* [Task]
Pull out every line of the material that contains the word "hoodie", and copy each one in full. Case counts.
++++++++++++++++++++
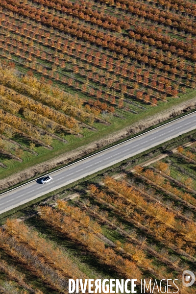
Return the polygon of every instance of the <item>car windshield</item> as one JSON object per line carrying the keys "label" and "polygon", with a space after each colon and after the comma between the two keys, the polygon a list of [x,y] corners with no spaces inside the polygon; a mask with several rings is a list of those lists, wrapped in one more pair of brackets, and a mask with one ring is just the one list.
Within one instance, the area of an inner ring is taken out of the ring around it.
{"label": "car windshield", "polygon": [[46,176],[45,178],[43,178],[43,181],[46,181],[47,180],[48,180],[49,179],[49,176]]}

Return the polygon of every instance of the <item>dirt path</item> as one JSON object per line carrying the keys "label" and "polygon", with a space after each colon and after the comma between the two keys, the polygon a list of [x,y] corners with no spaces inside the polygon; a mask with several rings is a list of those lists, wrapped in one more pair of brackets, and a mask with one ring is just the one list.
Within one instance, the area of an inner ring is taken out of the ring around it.
{"label": "dirt path", "polygon": [[188,101],[179,104],[177,106],[172,107],[166,111],[160,112],[158,115],[148,117],[142,121],[109,135],[102,139],[79,147],[73,151],[67,152],[50,160],[36,165],[34,167],[26,169],[20,172],[15,173],[10,176],[8,179],[1,180],[0,181],[0,190],[6,189],[54,168],[69,163],[95,150],[98,150],[121,139],[124,139],[131,134],[136,134],[183,112],[196,108],[196,99],[194,98]]}

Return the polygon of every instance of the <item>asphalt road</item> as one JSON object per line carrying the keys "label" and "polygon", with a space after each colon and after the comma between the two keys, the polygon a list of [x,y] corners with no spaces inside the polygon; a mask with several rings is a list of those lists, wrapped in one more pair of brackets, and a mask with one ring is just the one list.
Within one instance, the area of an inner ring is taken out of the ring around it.
{"label": "asphalt road", "polygon": [[55,172],[50,174],[51,182],[43,185],[35,180],[0,195],[0,214],[195,128],[193,113]]}

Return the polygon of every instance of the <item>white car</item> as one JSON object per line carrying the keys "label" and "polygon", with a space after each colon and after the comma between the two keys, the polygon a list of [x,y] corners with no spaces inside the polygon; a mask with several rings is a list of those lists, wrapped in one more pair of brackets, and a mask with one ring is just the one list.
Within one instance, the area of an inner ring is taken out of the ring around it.
{"label": "white car", "polygon": [[43,178],[42,180],[41,181],[42,184],[46,184],[46,183],[48,183],[48,182],[50,182],[52,180],[52,178],[50,175],[47,175],[45,177]]}

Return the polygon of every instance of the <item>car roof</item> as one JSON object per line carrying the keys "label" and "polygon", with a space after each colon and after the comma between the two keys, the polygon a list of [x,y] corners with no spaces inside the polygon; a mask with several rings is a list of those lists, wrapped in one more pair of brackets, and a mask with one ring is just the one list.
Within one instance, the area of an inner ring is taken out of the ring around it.
{"label": "car roof", "polygon": [[49,176],[49,175],[47,175],[43,178],[43,180],[48,180],[48,179],[49,179],[50,177]]}

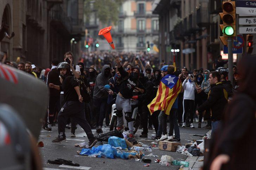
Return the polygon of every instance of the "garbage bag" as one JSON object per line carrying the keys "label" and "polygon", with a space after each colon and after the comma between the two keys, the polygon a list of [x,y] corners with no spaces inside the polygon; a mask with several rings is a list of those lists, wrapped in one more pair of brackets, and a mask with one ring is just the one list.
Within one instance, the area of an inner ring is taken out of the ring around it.
{"label": "garbage bag", "polygon": [[98,154],[99,152],[105,154],[107,158],[112,159],[114,158],[117,154],[116,149],[111,145],[106,144],[97,147],[94,147],[91,149],[83,148],[79,154],[82,155],[90,155],[94,154]]}
{"label": "garbage bag", "polygon": [[100,134],[96,135],[95,137],[98,141],[108,142],[108,138],[111,136],[117,136],[123,138],[123,136],[122,132],[117,130],[110,131],[104,134]]}
{"label": "garbage bag", "polygon": [[108,138],[108,144],[114,147],[121,147],[122,149],[127,148],[124,139],[116,136],[111,136]]}
{"label": "garbage bag", "polygon": [[129,138],[128,138],[127,140],[128,141],[132,143],[133,145],[136,145],[136,144],[138,143],[138,142],[137,142],[136,140],[134,138],[130,137]]}
{"label": "garbage bag", "polygon": [[200,149],[196,145],[191,145],[187,149],[187,151],[193,156],[199,156],[200,154]]}

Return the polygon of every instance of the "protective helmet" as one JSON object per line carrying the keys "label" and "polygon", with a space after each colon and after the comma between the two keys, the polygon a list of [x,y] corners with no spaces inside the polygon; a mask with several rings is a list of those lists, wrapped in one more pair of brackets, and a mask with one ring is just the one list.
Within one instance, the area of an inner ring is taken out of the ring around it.
{"label": "protective helmet", "polygon": [[162,67],[162,68],[161,68],[161,71],[163,71],[164,72],[167,72],[168,70],[168,65],[166,65],[165,66],[164,66]]}
{"label": "protective helmet", "polygon": [[70,66],[67,62],[62,62],[58,65],[57,69],[59,70],[62,68],[66,68],[68,72],[70,70]]}
{"label": "protective helmet", "polygon": [[219,67],[216,70],[216,72],[218,72],[220,74],[220,75],[223,74],[224,77],[228,76],[229,74],[229,70],[225,67]]}

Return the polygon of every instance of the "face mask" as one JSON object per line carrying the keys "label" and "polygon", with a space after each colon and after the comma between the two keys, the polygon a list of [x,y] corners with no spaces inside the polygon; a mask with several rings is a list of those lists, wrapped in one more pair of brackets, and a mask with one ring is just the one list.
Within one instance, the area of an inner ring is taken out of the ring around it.
{"label": "face mask", "polygon": [[158,78],[159,76],[159,74],[155,74],[155,77],[157,79]]}
{"label": "face mask", "polygon": [[206,81],[207,80],[209,79],[209,74],[204,74],[204,81]]}
{"label": "face mask", "polygon": [[197,81],[200,81],[202,80],[202,77],[197,77]]}
{"label": "face mask", "polygon": [[109,75],[109,74],[110,74],[110,72],[108,71],[106,71],[105,70],[105,72],[104,72],[104,75],[106,77],[108,77]]}
{"label": "face mask", "polygon": [[90,76],[93,76],[94,75],[94,72],[89,72],[89,74]]}
{"label": "face mask", "polygon": [[133,79],[137,79],[139,77],[139,73],[136,72],[133,72],[131,74],[132,77]]}
{"label": "face mask", "polygon": [[148,80],[151,78],[151,74],[150,74],[146,73],[146,77],[148,78]]}

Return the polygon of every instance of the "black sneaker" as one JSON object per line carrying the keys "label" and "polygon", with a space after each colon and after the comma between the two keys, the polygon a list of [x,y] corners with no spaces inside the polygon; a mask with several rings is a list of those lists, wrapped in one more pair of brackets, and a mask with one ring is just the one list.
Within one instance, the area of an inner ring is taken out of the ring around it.
{"label": "black sneaker", "polygon": [[175,138],[172,140],[172,142],[180,142],[180,139],[175,139]]}
{"label": "black sneaker", "polygon": [[141,135],[140,135],[140,137],[148,137],[148,134],[142,134]]}
{"label": "black sneaker", "polygon": [[96,138],[95,138],[91,141],[89,142],[88,143],[88,145],[89,145],[89,148],[91,148],[92,147],[94,146],[96,144],[96,143],[97,143],[97,142],[98,141],[97,141],[97,140]]}
{"label": "black sneaker", "polygon": [[96,132],[99,134],[101,133],[103,133],[103,131],[102,131],[102,129],[101,128],[101,127],[100,127],[100,126],[99,126],[99,127],[96,129]]}
{"label": "black sneaker", "polygon": [[153,139],[153,140],[158,140],[160,138],[161,138],[161,136],[155,136],[155,137],[154,137],[154,138],[153,138],[152,139]]}
{"label": "black sneaker", "polygon": [[44,129],[46,130],[48,130],[48,131],[52,131],[51,128],[49,128],[47,126],[44,128]]}
{"label": "black sneaker", "polygon": [[64,136],[63,137],[62,137],[61,138],[59,137],[59,136],[58,136],[58,137],[56,138],[56,139],[54,139],[52,141],[52,142],[54,143],[58,143],[59,142],[62,142],[63,141],[65,141],[66,140],[66,137]]}

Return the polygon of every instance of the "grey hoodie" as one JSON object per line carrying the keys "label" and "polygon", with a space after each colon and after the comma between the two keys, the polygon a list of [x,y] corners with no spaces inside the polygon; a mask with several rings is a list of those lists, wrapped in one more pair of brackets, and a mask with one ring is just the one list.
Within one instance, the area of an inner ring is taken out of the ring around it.
{"label": "grey hoodie", "polygon": [[94,99],[103,99],[108,98],[108,91],[109,90],[104,87],[105,85],[108,84],[108,80],[109,79],[109,76],[106,77],[104,75],[105,70],[107,68],[110,69],[110,67],[108,65],[104,65],[101,70],[101,73],[99,74],[96,78],[95,86],[93,91]]}
{"label": "grey hoodie", "polygon": [[[204,73],[205,72],[208,72],[209,75],[210,74],[210,71],[209,70],[205,70],[204,72]],[[205,80],[205,79],[204,79],[204,80],[203,80],[203,82],[202,82],[202,84],[201,85],[201,88],[203,89],[204,93],[206,94],[208,94],[208,93],[209,93],[209,91],[210,91],[210,90],[211,90],[211,84],[210,84],[210,82],[209,81],[209,79],[206,80],[206,81]]]}

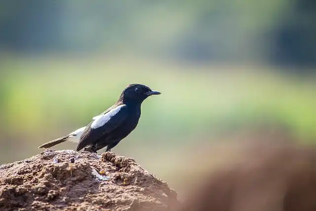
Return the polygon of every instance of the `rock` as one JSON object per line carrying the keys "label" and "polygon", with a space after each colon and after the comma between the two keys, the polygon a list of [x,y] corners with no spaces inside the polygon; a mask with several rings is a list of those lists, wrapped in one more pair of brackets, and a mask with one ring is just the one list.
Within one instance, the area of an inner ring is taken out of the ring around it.
{"label": "rock", "polygon": [[131,158],[47,149],[0,167],[0,210],[172,211],[177,193]]}

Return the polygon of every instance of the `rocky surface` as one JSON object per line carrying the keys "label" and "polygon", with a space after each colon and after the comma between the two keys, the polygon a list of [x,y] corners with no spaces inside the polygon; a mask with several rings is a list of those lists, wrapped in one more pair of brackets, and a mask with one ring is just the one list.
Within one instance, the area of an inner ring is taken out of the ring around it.
{"label": "rocky surface", "polygon": [[177,193],[131,158],[48,149],[0,167],[0,210],[172,211]]}

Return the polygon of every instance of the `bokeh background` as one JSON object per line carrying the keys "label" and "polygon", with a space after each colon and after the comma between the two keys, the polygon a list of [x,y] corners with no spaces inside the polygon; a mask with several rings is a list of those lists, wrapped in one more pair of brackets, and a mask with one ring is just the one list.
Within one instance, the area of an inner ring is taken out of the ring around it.
{"label": "bokeh background", "polygon": [[231,155],[219,143],[313,144],[315,20],[310,0],[1,1],[0,164],[83,127],[132,83],[162,94],[113,151],[180,194],[193,169]]}

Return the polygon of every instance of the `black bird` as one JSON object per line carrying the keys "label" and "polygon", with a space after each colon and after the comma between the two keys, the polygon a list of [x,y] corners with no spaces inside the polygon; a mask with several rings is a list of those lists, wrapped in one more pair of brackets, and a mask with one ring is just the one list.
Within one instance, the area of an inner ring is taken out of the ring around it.
{"label": "black bird", "polygon": [[39,148],[47,148],[67,140],[79,139],[77,151],[84,148],[84,151],[96,153],[106,146],[106,151],[110,151],[136,127],[144,100],[151,95],[160,94],[145,85],[129,84],[114,105],[93,117],[87,126]]}

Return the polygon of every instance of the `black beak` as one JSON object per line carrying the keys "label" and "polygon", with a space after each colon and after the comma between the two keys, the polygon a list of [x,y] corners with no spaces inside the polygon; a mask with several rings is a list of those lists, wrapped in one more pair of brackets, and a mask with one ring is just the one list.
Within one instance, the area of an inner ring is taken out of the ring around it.
{"label": "black beak", "polygon": [[161,92],[159,92],[158,91],[155,91],[154,90],[152,90],[146,93],[146,95],[147,96],[155,95],[157,94],[160,94],[161,93]]}

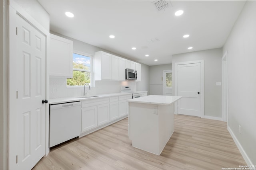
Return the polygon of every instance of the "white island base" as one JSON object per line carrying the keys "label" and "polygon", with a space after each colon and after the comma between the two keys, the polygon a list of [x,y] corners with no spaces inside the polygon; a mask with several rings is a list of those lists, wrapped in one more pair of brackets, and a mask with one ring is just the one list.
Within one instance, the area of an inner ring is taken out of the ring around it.
{"label": "white island base", "polygon": [[132,146],[159,155],[174,131],[174,102],[180,96],[150,95],[129,102]]}

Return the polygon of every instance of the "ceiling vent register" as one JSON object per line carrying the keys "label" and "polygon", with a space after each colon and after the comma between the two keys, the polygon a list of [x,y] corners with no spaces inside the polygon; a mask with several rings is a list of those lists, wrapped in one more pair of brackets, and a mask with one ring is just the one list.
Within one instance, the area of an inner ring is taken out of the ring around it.
{"label": "ceiling vent register", "polygon": [[170,6],[172,6],[172,4],[170,1],[160,0],[154,1],[154,4],[156,8],[156,9],[158,11],[162,11],[162,10],[165,11],[170,7]]}

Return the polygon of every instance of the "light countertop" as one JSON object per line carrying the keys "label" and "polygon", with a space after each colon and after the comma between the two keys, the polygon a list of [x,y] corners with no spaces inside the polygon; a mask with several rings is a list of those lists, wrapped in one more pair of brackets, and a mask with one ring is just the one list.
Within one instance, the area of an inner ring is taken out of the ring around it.
{"label": "light countertop", "polygon": [[[128,94],[132,94],[134,93],[147,92],[147,91],[138,91],[135,92],[123,92],[123,93],[110,93],[107,94],[95,94],[88,95],[88,96],[97,96],[97,97],[94,97],[92,98],[79,98],[80,96],[70,97],[63,98],[57,98],[55,99],[50,99],[48,100],[50,104],[59,104],[63,103],[68,103],[73,102],[76,102],[79,101],[83,101],[86,100],[89,100],[90,99],[99,99],[101,98],[108,98],[110,97],[118,96],[119,96],[127,95]],[[82,96],[81,96],[82,97]]]}
{"label": "light countertop", "polygon": [[180,99],[182,96],[149,95],[126,100],[129,102],[169,105]]}

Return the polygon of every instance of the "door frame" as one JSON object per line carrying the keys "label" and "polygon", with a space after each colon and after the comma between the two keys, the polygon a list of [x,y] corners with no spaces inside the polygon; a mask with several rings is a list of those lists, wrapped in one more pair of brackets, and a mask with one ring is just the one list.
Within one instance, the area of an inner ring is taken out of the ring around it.
{"label": "door frame", "polygon": [[[177,68],[179,65],[186,64],[189,64],[200,63],[201,70],[201,117],[204,117],[204,61],[198,60],[190,61],[184,61],[182,62],[178,62],[174,63],[174,87],[173,86],[173,82],[172,82],[173,91],[174,88],[174,96],[177,96],[178,94],[177,81]],[[174,74],[172,74],[172,80],[173,80]],[[174,114],[178,114],[178,103],[174,103]]]}
{"label": "door frame", "polygon": [[222,121],[228,121],[228,51],[226,51],[222,61]]}
{"label": "door frame", "polygon": [[[49,47],[50,32],[39,23],[32,16],[27,13],[24,9],[22,8],[18,4],[13,0],[10,0],[10,5],[8,6],[9,18],[8,22],[9,23],[8,30],[8,31],[9,39],[8,41],[8,121],[7,126],[8,131],[7,135],[8,139],[7,143],[8,145],[7,155],[7,166],[8,169],[16,169],[17,168],[16,162],[16,153],[17,148],[16,145],[16,141],[14,139],[17,135],[17,129],[15,128],[16,124],[17,115],[16,114],[16,82],[14,80],[16,78],[16,75],[15,69],[11,67],[10,62],[15,62],[15,57],[16,55],[16,46],[14,45],[16,43],[16,38],[13,34],[10,33],[11,32],[16,31],[16,15],[18,15],[27,21],[32,25],[41,31],[45,36],[45,55],[46,55],[46,98],[49,98],[49,73],[48,71],[47,56],[49,55],[48,49]],[[14,43],[14,42],[15,43]],[[50,152],[49,148],[49,103],[45,104],[46,107],[46,143],[45,155],[47,155]],[[15,168],[16,167],[16,168]]]}
{"label": "door frame", "polygon": [[166,82],[166,78],[165,76],[165,73],[166,72],[171,72],[172,73],[172,70],[163,70],[163,95],[164,95],[165,94],[165,82]]}

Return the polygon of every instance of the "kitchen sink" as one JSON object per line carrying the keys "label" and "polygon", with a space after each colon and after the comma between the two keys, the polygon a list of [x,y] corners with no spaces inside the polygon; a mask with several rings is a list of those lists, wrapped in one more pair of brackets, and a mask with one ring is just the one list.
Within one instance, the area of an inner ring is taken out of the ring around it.
{"label": "kitchen sink", "polygon": [[96,97],[100,97],[100,96],[80,96],[78,97],[78,98],[94,98]]}

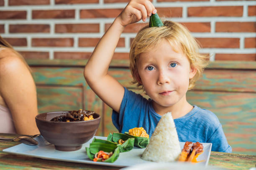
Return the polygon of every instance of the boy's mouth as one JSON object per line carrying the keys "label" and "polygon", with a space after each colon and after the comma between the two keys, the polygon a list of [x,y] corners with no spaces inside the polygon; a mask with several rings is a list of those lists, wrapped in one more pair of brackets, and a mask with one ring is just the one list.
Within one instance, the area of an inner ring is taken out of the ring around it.
{"label": "boy's mouth", "polygon": [[163,92],[159,93],[160,95],[168,95],[173,91],[164,91]]}

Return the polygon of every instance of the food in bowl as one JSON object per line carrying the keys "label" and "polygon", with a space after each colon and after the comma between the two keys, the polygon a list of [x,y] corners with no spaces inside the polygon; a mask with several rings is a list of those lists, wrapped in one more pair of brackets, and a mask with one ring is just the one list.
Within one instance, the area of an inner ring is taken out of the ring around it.
{"label": "food in bowl", "polygon": [[56,116],[50,121],[70,122],[90,120],[94,119],[92,116],[94,113],[95,113],[95,112],[93,111],[80,109],[79,110],[73,110],[71,113],[67,113],[66,115]]}
{"label": "food in bowl", "polygon": [[36,116],[36,122],[40,134],[57,150],[72,151],[80,149],[82,144],[93,138],[100,122],[100,115],[90,112],[93,119],[70,122],[50,121],[54,118],[66,116],[72,111],[60,111],[40,114]]}
{"label": "food in bowl", "polygon": [[168,162],[177,160],[181,153],[178,134],[171,112],[158,122],[141,158],[146,160]]}

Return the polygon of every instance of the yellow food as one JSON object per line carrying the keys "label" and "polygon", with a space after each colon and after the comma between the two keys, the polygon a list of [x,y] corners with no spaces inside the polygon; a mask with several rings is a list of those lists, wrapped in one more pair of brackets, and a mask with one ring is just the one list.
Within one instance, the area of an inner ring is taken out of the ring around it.
{"label": "yellow food", "polygon": [[87,117],[87,116],[84,116],[84,120],[92,120],[92,119],[93,119],[93,117],[92,115],[91,115],[89,117]]}
{"label": "yellow food", "polygon": [[129,130],[129,135],[140,137],[149,138],[146,131],[142,127],[131,129]]}
{"label": "yellow food", "polygon": [[120,139],[118,140],[118,144],[122,145],[123,143],[124,143],[125,142],[125,141],[124,140],[123,140],[122,139]]}

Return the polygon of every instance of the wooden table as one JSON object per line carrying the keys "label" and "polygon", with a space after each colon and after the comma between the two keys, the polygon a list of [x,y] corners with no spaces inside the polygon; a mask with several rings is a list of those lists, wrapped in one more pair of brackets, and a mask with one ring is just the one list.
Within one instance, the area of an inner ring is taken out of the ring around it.
{"label": "wooden table", "polygon": [[[0,133],[6,138],[18,136],[16,134]],[[0,142],[0,169],[1,170],[118,170],[120,168],[94,165],[90,164],[44,160],[41,158],[9,154],[3,150],[19,143]],[[212,152],[208,165],[228,170],[248,170],[255,167],[256,155]]]}

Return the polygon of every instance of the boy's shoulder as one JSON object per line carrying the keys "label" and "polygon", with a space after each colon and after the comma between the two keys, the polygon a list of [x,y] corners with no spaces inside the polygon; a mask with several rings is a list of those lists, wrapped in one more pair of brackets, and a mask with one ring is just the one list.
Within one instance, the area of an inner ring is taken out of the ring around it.
{"label": "boy's shoulder", "polygon": [[197,105],[193,106],[194,108],[187,114],[186,118],[189,121],[196,122],[202,125],[211,126],[215,128],[220,125],[220,123],[219,119],[212,112]]}

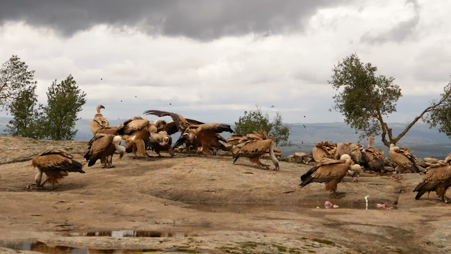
++++++++++++++++++++
* [Written answer]
Return the polygon of every instance of the "grey hoodie" as one JSON object per line carrying the keys "label" and "polygon", with a space after each colon and after the comma between the two keys, the polygon a list of [x,y] corners with no spaces inside the polygon; a mask with several rings is a list of those lists, wrapped in one more pair of brackets, and a mask with one ring is just the one list.
{"label": "grey hoodie", "polygon": [[94,99],[103,99],[108,98],[108,91],[109,90],[104,87],[105,85],[108,84],[108,80],[109,79],[109,76],[106,77],[104,75],[105,70],[107,68],[110,69],[110,67],[108,65],[104,65],[101,70],[101,73],[99,74],[96,78],[95,86],[93,91]]}
{"label": "grey hoodie", "polygon": [[[204,73],[205,72],[208,72],[209,75],[210,74],[210,71],[209,70],[205,70],[204,72]],[[205,80],[205,79],[204,79],[204,80],[203,80],[203,82],[202,82],[202,84],[201,85],[201,88],[203,89],[204,93],[206,94],[208,94],[208,93],[209,93],[209,91],[210,91],[210,90],[211,90],[211,84],[210,84],[210,82],[209,81],[209,79],[206,80],[206,81]]]}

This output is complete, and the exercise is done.